- WHAT YOU NEED TO DO
Below are some entries. Copy each line that holds the string "above".

- THE DATA
* * * * *
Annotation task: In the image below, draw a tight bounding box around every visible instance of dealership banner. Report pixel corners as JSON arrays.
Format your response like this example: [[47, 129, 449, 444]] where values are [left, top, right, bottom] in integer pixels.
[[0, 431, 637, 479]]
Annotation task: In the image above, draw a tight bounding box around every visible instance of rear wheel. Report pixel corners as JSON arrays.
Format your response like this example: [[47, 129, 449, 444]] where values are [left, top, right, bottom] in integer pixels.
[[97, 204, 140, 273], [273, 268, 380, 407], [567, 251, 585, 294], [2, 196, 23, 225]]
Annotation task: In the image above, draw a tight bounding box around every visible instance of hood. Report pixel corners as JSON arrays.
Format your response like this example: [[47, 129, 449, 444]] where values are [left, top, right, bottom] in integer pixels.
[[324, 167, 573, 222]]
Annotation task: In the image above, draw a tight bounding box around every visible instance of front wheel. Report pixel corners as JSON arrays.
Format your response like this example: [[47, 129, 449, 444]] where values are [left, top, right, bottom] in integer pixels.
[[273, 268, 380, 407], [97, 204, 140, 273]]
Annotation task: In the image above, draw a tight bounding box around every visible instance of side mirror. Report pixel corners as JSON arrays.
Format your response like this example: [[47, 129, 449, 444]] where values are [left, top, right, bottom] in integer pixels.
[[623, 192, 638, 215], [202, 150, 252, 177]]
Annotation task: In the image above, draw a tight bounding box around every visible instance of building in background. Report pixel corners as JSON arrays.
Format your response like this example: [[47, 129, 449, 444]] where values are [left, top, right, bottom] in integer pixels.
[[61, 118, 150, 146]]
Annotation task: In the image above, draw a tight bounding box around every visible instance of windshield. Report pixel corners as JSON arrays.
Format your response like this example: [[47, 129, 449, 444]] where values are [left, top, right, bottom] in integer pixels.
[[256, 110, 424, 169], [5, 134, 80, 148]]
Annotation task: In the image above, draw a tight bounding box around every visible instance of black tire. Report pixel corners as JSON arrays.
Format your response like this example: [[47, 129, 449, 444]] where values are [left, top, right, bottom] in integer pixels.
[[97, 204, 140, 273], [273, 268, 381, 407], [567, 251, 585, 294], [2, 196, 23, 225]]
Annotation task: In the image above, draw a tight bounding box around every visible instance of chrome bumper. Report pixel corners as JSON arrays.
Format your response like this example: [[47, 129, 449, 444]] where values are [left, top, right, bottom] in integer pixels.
* * * * *
- RESPONSE TO THIS TASK
Annotation task: In the image above, draw a tight bounding box around every visible instance of rear wheel. Report pixel corners as JSON arrays.
Annotation task: In the image above, draw a tight bounding box around every visible instance of hood. Report pixel corners as JSON arrays.
Annotation task: In the image above, draw a tight bounding box around every visible instance of front wheel. Report pixel corners as JSON arrays.
Annotation task: In the image above, draw a tight bounding box around every visible instance of side mirror. Report pixel corners as JSON arrays.
Annotation task: In the image above, draw a tight bounding box around every visible instance of building in background. Report pixel corners as JSON arrays.
Annotation task: In the image above, draw a tight bounding box around every visible instance of windshield. Report pixel corners as JSON arrays.
Annotation task: In the image above, draw a tight bounding box around every visible instance of black tire. Report pixel corners as JSON arrays.
Annotation task: In the image above, draw a tight bounding box around every visible instance of chrome bumper. Report pixel corners as JSON arrays.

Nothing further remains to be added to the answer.